**Data entries:**

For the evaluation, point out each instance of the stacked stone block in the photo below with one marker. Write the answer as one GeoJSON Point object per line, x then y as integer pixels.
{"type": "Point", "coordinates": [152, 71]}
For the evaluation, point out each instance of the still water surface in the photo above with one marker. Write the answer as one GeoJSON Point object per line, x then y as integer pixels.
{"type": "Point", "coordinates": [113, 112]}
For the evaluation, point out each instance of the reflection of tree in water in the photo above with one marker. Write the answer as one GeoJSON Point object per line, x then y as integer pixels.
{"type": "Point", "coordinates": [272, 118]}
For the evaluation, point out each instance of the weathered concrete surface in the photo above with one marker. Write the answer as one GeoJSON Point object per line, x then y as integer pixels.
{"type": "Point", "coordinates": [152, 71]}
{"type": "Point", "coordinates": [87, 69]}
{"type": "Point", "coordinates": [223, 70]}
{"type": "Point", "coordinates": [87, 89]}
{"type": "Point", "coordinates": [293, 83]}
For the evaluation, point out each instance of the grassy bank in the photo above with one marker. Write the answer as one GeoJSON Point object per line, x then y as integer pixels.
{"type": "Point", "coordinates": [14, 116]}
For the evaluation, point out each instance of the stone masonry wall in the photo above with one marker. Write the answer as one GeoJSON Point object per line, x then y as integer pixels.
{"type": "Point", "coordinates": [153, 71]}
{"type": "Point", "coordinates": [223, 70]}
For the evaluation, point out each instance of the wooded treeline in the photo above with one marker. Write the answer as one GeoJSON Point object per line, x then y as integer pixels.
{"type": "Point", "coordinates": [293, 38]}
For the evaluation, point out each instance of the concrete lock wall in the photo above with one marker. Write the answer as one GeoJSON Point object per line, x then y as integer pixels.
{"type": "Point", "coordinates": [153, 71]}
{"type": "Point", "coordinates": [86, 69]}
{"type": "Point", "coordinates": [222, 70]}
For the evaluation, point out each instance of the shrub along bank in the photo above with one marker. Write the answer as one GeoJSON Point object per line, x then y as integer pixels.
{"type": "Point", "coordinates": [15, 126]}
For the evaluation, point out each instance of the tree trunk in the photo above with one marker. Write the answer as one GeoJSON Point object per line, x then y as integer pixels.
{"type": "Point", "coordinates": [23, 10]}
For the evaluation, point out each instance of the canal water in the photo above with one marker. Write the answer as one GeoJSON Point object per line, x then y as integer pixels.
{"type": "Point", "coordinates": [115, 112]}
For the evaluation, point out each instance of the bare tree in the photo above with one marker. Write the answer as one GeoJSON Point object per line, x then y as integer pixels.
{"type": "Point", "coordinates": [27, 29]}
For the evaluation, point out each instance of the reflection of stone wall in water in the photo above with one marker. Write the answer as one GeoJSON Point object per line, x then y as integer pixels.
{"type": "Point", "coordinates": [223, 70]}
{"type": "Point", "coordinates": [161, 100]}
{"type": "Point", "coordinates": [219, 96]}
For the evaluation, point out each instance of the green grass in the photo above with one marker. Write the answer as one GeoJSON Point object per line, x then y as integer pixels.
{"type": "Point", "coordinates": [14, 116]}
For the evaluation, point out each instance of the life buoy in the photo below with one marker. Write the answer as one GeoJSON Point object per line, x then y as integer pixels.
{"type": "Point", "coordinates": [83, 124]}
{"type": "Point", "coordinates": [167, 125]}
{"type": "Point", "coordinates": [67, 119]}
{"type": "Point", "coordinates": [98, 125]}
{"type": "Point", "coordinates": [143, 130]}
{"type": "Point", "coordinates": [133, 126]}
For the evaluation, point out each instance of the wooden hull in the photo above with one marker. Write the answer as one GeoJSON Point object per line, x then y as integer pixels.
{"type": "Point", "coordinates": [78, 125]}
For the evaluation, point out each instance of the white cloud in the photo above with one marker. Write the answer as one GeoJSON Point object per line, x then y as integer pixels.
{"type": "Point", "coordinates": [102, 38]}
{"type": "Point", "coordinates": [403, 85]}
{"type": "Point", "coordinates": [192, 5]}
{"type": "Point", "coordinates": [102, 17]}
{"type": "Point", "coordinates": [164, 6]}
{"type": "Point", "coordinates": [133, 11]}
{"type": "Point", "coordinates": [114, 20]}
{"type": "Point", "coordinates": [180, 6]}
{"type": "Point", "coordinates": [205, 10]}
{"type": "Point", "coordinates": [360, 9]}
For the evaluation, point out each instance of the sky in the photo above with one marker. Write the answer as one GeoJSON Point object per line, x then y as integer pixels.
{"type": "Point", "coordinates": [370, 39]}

**Required task:** Shift every coordinate in the answers by adding 85 to both x and y, and rewrite the stretch of the listing above from the line containing "For the evaluation, point out each instance of the wooden" through the end of the listing. Keep every line, including the requests.

**Final result:**
For the evaluation, point out each instance of the wooden hull in the photo above with one marker. Write the answer as one GeoJSON Point object per line, x then y as integer pixels.
{"type": "Point", "coordinates": [163, 210]}
For the evaluation, point out each instance of the white cloud in the photo above with one marker. Write the answer as one GeoJSON Point object per line, x then y as integer pixels.
{"type": "Point", "coordinates": [187, 123]}
{"type": "Point", "coordinates": [488, 170]}
{"type": "Point", "coordinates": [277, 90]}
{"type": "Point", "coordinates": [187, 102]}
{"type": "Point", "coordinates": [249, 91]}
{"type": "Point", "coordinates": [218, 96]}
{"type": "Point", "coordinates": [199, 105]}
{"type": "Point", "coordinates": [265, 91]}
{"type": "Point", "coordinates": [290, 95]}
{"type": "Point", "coordinates": [445, 94]}
For the evaluation, point out each instance of the sky in the photo above with one marker. Write the answer as one GeoJSON Point object per line, x then y as integer pixels.
{"type": "Point", "coordinates": [455, 124]}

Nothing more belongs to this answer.